▶ **The data**:
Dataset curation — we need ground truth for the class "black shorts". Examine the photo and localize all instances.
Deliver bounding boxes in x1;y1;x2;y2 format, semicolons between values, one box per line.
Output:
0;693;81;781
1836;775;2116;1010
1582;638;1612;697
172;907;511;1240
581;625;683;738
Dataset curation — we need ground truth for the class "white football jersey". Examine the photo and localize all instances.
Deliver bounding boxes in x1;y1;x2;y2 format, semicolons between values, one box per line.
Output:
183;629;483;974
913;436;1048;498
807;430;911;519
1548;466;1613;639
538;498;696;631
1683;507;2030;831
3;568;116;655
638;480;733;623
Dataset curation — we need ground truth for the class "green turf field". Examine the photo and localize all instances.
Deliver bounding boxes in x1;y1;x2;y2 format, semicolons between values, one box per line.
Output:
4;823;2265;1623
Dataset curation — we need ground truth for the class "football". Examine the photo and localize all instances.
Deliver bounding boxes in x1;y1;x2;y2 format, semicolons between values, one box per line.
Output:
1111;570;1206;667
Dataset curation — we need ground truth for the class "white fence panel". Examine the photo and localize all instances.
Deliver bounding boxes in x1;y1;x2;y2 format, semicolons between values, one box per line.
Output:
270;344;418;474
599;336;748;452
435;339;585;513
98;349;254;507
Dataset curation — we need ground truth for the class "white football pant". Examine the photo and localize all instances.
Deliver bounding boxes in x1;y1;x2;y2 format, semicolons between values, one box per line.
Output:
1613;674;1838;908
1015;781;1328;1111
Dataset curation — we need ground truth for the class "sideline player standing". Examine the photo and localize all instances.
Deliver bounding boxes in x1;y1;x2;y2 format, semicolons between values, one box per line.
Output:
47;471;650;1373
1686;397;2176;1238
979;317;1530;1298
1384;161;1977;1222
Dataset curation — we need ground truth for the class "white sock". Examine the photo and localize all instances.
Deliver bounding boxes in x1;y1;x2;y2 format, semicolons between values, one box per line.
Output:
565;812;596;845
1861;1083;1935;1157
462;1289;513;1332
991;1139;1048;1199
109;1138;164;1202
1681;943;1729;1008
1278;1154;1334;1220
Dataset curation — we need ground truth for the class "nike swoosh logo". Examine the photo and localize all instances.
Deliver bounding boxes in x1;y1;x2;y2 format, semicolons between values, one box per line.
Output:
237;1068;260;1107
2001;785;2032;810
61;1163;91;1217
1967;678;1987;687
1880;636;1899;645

▶ **Required work**: Return the records above verbatim, in their entirety.

▶ **Solution below**:
Dataset curation — we need ground truth for the class "black shorts". Examine the photo and localize all instances.
Deliver bounding boxes in x1;y1;x2;y2 format, semicolons between values, one box per line.
Output:
0;693;81;781
1836;775;2116;1010
1582;638;1612;697
172;907;511;1240
581;625;683;738
Dataset curation — we need ground truth for the class "white football jersey". Examine the photo and localize all instances.
Deliver bounding boxes in x1;y1;x2;y2 format, semicolons between values, one box per line.
Output:
183;629;483;974
913;436;1048;498
807;430;911;519
1548;466;1613;639
538;498;696;631
1683;507;2030;831
3;568;116;655
638;480;733;623
Dataset curation — we need ground truth for the class "green turf field". Examine the photo and localize all instances.
Deliver bounding boxes in x1;y1;x2;y2 format, semicolons between values, one box per line.
Output:
4;823;2265;1623
Dataset curation — we need ground truth for the class "football". Examine the photo and localize all instances.
Deliver bounding boxes in x1;y1;x2;y2 format, semicolons between values, one box per line.
Output:
1111;570;1206;667
Dataset curation — we need ground truth for the class "white fence panel". Examine the photo and localize all instances.
Deliver bounding boxes in x1;y1;x2;y2 format, semicolons between values, one box per line.
Output:
270;344;418;474
599;336;748;452
435;339;585;513
98;349;254;507
Dataset curation — we need ground truth for the class "white football pant". Examine the photo and localize all instances.
Deliver bounding boxes in x1;y1;x2;y2 format, semicolons between values, one box per line.
Output:
1613;674;1838;908
1015;781;1328;1111
Dataset curation — we need ground truth for the class "sideline player standing". Examine the photo and localize all instances.
Deliver bounding boxes in x1;y1;x2;y2 format, semicolons between values, one box per line.
Output:
47;471;650;1373
1686;397;2176;1238
979;317;1530;1298
1384;161;1977;1222
Dataset curation — we need ground truth for the class "white sock". Examine the photo and localize all instances.
Deliver bounding boxes in x1;y1;x2;y2 format, semicolons between values, one box per line.
Output:
565;812;596;845
1861;1083;1935;1157
462;1289;513;1332
991;1139;1048;1199
109;1138;164;1202
1681;943;1729;1008
1278;1154;1334;1220
Dataset curation — we need ground truth for the class "nike swoosh logo". Examine the photo and localize all instances.
Deliver bounding boxes in x1;y1;x2;y2 format, semicolons between values, one box per line.
Output:
237;1068;260;1107
2001;785;2032;810
61;1163;91;1217
1967;678;1987;687
1880;636;1899;645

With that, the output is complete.